>>>>>

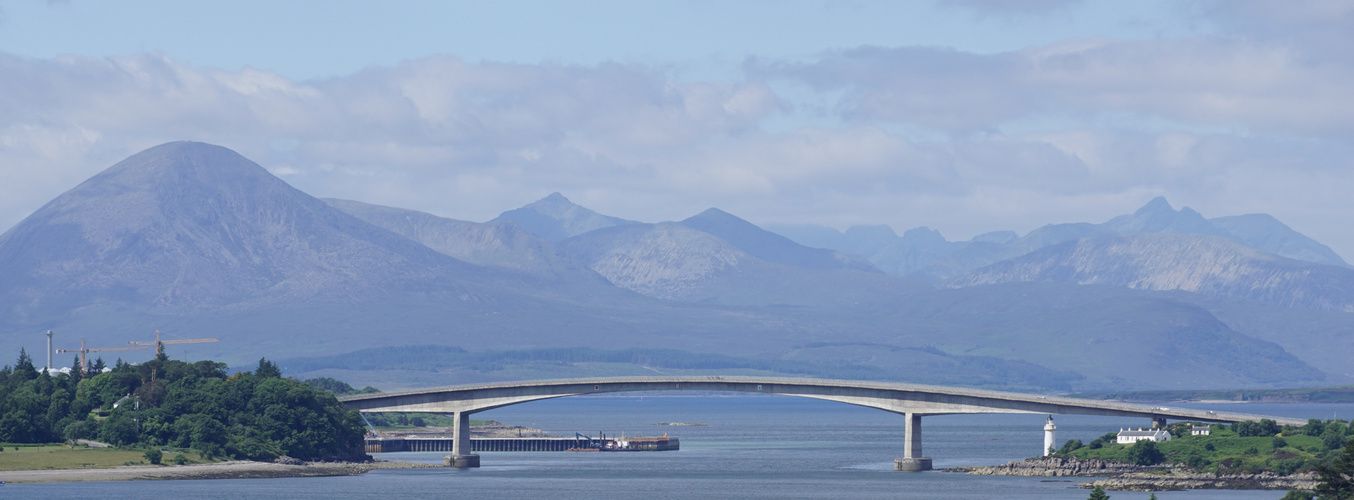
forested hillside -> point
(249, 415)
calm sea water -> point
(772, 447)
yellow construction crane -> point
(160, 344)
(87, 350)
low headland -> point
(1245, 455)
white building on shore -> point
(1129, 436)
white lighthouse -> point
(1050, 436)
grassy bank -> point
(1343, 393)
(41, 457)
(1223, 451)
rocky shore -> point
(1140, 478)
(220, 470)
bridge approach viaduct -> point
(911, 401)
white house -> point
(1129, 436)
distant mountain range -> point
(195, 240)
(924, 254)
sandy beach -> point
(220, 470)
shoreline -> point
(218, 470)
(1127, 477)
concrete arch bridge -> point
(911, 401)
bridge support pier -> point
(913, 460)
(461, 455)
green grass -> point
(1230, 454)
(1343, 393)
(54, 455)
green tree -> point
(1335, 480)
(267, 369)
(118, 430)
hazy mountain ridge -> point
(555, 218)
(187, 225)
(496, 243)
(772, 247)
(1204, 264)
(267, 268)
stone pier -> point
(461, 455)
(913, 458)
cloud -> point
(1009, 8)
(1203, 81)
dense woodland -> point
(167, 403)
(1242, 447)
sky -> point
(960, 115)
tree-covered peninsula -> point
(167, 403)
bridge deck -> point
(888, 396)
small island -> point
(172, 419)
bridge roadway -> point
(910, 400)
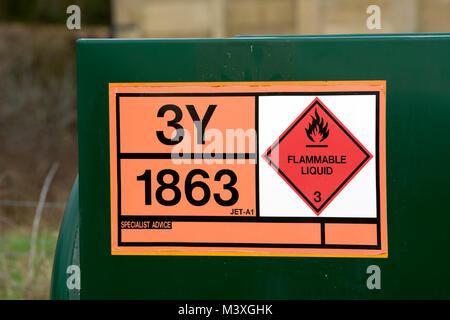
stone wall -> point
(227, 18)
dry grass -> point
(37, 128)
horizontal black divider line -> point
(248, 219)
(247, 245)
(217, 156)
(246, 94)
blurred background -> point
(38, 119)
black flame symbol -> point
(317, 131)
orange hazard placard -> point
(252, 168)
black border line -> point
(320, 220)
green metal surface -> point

<<<<<
>>>>>

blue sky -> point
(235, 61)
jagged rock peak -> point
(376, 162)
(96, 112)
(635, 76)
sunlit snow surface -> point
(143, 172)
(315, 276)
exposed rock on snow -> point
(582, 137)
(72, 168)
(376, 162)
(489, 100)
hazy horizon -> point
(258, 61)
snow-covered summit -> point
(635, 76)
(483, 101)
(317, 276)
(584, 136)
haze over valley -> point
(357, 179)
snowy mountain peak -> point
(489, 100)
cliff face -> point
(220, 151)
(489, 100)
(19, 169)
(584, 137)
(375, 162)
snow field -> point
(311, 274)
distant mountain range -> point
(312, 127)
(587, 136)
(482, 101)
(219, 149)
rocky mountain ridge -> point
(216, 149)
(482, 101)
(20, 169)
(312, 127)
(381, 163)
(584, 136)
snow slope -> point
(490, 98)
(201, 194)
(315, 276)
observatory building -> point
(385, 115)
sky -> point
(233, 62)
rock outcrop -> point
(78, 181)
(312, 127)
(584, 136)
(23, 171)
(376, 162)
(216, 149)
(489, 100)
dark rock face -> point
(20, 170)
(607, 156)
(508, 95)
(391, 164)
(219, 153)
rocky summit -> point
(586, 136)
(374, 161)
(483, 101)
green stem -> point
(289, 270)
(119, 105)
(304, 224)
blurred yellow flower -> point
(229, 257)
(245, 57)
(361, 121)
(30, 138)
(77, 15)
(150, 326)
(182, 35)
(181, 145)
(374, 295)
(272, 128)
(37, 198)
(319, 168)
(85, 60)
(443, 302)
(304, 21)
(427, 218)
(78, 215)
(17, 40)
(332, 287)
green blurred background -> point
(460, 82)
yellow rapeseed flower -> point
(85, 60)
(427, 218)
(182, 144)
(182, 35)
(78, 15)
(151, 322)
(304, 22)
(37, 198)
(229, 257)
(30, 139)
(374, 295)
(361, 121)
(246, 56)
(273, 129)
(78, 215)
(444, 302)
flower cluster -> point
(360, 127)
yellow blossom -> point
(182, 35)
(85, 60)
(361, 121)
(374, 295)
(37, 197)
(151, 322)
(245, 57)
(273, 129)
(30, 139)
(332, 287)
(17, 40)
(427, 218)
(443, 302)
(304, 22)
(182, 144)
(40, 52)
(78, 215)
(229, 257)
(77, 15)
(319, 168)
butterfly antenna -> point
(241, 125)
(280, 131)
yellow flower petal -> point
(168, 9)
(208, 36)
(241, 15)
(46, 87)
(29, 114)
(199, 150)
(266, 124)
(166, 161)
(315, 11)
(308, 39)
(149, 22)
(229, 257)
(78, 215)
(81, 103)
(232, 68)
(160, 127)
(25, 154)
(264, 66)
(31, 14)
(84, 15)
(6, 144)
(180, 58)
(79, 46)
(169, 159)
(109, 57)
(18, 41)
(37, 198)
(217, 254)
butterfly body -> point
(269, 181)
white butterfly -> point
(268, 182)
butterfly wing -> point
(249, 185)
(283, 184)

<<<<<

ASSIGNED TASK → Please copy out from the data above, without any picture, exactly the lines running from the one that holds "small island -> point" through the one that holds "green metal surface -> point", and nothing beyond them.

ANSWER BOX →
small island -> point
(172, 419)
bridge roadway -> point
(910, 400)
stone wall -> point
(227, 18)
dry grass -> point
(37, 128)
horizontal black divider line -> point
(248, 219)
(247, 245)
(217, 156)
(246, 94)
blurred background -> point
(38, 119)
black flame symbol -> point
(317, 131)
orange hazard placard -> point
(252, 168)
black border line -> point
(320, 220)
green metal surface -> point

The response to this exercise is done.